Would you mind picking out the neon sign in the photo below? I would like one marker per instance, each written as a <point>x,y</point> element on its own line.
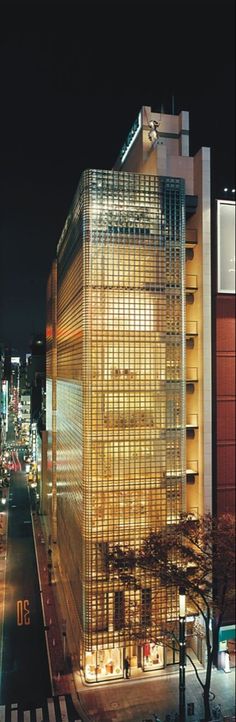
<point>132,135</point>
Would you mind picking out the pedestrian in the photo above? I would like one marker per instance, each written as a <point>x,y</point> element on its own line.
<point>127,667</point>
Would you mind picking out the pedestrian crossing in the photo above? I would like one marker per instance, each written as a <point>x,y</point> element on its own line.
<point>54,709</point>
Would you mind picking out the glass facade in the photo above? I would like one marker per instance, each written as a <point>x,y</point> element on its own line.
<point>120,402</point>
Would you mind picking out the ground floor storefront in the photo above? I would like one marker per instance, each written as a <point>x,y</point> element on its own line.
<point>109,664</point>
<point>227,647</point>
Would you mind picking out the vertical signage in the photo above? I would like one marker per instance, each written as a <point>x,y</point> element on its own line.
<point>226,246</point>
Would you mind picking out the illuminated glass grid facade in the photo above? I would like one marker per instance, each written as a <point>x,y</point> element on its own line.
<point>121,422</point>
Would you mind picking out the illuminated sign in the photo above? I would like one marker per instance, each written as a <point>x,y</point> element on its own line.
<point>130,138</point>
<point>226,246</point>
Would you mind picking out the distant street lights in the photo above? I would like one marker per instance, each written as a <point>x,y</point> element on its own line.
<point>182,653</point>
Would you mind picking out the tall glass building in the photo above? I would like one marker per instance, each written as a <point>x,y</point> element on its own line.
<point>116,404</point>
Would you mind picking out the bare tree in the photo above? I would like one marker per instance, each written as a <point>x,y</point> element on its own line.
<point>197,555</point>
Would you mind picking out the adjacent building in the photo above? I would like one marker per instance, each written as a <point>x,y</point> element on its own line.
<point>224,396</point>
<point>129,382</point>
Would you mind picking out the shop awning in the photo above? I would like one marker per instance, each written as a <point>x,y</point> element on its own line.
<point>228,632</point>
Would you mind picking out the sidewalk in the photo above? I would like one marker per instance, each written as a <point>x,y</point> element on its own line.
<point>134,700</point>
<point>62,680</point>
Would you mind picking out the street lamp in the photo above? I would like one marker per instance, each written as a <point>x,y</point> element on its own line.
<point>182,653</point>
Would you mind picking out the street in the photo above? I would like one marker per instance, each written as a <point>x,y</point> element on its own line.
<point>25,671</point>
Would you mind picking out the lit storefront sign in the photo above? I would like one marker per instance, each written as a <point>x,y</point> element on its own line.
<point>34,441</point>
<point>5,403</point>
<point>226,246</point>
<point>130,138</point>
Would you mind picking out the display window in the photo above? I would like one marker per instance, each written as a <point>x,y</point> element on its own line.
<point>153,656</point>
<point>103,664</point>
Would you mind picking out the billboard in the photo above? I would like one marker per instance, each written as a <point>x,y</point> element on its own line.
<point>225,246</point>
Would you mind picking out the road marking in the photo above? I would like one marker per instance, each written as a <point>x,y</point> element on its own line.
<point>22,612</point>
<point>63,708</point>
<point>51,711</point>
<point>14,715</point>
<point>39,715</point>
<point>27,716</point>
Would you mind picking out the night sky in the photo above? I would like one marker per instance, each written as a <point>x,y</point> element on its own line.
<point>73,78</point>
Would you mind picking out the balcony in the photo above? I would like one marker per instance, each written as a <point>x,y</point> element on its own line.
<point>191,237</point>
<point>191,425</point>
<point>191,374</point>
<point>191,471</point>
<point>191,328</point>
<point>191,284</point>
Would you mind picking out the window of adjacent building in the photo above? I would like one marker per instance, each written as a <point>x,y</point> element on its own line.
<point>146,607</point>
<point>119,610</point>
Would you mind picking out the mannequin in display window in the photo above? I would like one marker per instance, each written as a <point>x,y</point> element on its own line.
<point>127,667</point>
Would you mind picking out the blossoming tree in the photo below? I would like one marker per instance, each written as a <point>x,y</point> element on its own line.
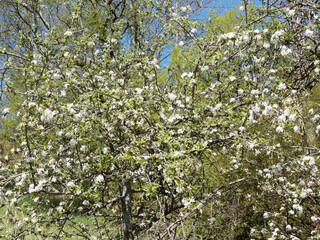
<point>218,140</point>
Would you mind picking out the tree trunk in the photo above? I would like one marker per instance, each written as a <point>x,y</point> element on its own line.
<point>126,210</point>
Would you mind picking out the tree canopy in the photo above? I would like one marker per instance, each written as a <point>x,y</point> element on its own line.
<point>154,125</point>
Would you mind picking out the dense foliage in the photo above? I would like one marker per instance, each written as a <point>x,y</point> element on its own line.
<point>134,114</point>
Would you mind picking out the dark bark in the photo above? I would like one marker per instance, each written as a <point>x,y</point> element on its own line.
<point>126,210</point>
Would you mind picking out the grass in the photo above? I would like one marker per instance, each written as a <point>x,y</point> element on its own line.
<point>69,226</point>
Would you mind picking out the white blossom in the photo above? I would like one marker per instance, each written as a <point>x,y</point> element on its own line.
▬▬▬
Reproduce all of the material above as a numbered list, one line per item, with blank lines dropped and the pictures left out.

## FINAL RESULT
1. Would you mind picking out the neon sign in the photo below? I would like one marker per instance, each written as a <point>x,y</point> element on its own line.
2. <point>132,135</point>
3. Would you mind picking out the pedestrian in the photo above? I would like one marker per instance, each written as a <point>x,y</point> element on its own line.
4. <point>127,667</point>
5. Would you mind picking out the pedestrian crossing in the photo above? I would like one marker per instance, each written as a <point>x,y</point> element on its own line.
6. <point>54,709</point>
7. Would you mind picking out the glass facade in the photo above? I would like one marker per instance, each written as a <point>x,y</point> element on its own line.
8. <point>120,402</point>
9. Would you mind picking out the ground floor storefront in the photo above? I would like one marker per instance, each written as a <point>x,y</point> element on its own line.
10. <point>109,664</point>
11. <point>227,647</point>
12. Would you mind picking out the vertical signage in the photo above? I would like one marker per instance, each written as a <point>x,y</point> element on its own line.
13. <point>226,246</point>
14. Would you mind picking out the illuminated glass grid facade in the photo above? I would like one marker per instance, each written as a <point>x,y</point> element on its own line.
15. <point>121,422</point>
16. Would you mind picking out the illuminated sign in the photo above? I would like one marker per instance, each written as a <point>x,y</point> element on its own line.
17. <point>130,138</point>
18. <point>226,246</point>
19. Would you mind picking out the distant street lights in the photo above? I would like one marker per instance, each written as a <point>x,y</point> element on its own line.
20. <point>182,653</point>
21. Would you mind picking out the tall glass building in the photo above? I would like one marker per instance, each written as a <point>x,y</point> element on its own line.
22. <point>116,404</point>
23. Would you mind picking out the bare tree in the photo above? I would like one marker per instance, each written as a <point>x,y</point> element on its own line.
24. <point>197,555</point>
25. Would you mind picking out the adjacent building in the photo above? I would like one marker per instance, each written as a <point>x,y</point> element on its own line.
26. <point>224,396</point>
27. <point>129,382</point>
28. Would you mind picking out the shop awning in the photo above? I would like one marker per instance, each written as a <point>x,y</point> element on its own line.
29. <point>228,632</point>
30. Would you mind picking out the sidewalk in the photo above? I would like one marker per instance, each written as a <point>x,y</point> element on its own line.
31. <point>134,700</point>
32. <point>62,680</point>
33. Would you mind picking out the street lamp in the photo above? I would like one marker per instance, each written as a <point>x,y</point> element on its own line.
34. <point>182,653</point>
35. Would you mind picking out the street in the photo above? I would like one marker per instance, each written as a <point>x,y</point> element on its own line.
36. <point>25,671</point>
37. Would you mind picking out the lit storefront sign in the photo above? I would like one marker per instance, each written as a <point>x,y</point> element on its own line.
38. <point>34,441</point>
39. <point>5,403</point>
40. <point>226,246</point>
41. <point>130,138</point>
42. Would you mind picking out the display window in the photo above? I would like one marker per instance, each written as a <point>x,y</point> element on its own line.
43. <point>153,656</point>
44. <point>103,664</point>
45. Would you mind picking out the billboard in the photo above? I would like one marker per instance, each written as a <point>x,y</point> element on its own line.
46. <point>225,246</point>
47. Would you mind picking out the road marking in the photo above? I would like one marker per instance, each written as a <point>x,y</point> element on its own line.
48. <point>22,612</point>
49. <point>63,708</point>
50. <point>51,711</point>
51. <point>14,715</point>
52. <point>39,715</point>
53. <point>27,716</point>
54. Would you mind picking out the night sky in the photo above? I would like one marker per instance, each written as a <point>x,y</point> element on its own line.
55. <point>73,78</point>
56. Would you mind picking out the balcony in the photo above? I would like one marker per instance, each written as a <point>x,y</point> element on its own line.
57. <point>191,237</point>
58. <point>191,425</point>
59. <point>191,374</point>
60. <point>191,471</point>
61. <point>191,328</point>
62. <point>191,284</point>
63. Would you mind picking out the window of adjacent building in the photo above? I would like one marker per instance, each written as a <point>x,y</point> element on its own line.
64. <point>146,607</point>
65. <point>119,610</point>
66. Would you mind picking out the mannequin in display window in the photo above? I would like one marker per instance, each written as a <point>x,y</point> element on its own line.
67. <point>127,667</point>
68. Would you mind picking out the blossoming tree in the photo below? I would like one marker per instance, each written as a <point>x,y</point> element on its own line.
69. <point>218,140</point>
70. Would you mind picking out the tree trunk in the photo above? I would like one marker per instance, each written as a <point>x,y</point> element on its own line.
71. <point>126,210</point>
72. Would you mind picking out the tree canopy in the photo above? I would like one marker per instance, each written as a <point>x,y</point> element on its own line.
73. <point>154,125</point>
74. Would you mind picking out the dense foliage in the photo above? I would like one marker per instance, each written as a <point>x,y</point> element on its own line.
75. <point>134,114</point>
76. Would you mind picking out the dark bark in the photo above? I would like one marker per instance, each written as a <point>x,y</point> element on its own line.
77. <point>126,210</point>
78. Would you mind picking out the grass in the photo above? I would like one marker per instance, each written as a <point>x,y</point> element on its own line.
79. <point>69,226</point>
80. Would you mind picking out the white blossom in the photo above? I would like one marker per instance, each written as a <point>x,y</point> element on its own line.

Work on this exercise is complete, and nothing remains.